■ **TASK DIRECTIONS**:
Retype all of the data below line for line, changing nothing.

· · · · ·

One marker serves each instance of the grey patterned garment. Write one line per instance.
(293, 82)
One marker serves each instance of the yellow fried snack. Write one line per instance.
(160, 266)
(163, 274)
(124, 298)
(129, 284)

· · · · ·

■ **COMPLETE OUTPUT**:
One marker serves each instance of the grey patterned garment. Write one line per instance.
(293, 82)
One marker serves each instance of the yellow fried snack. Write one line per instance.
(160, 266)
(163, 274)
(124, 298)
(129, 284)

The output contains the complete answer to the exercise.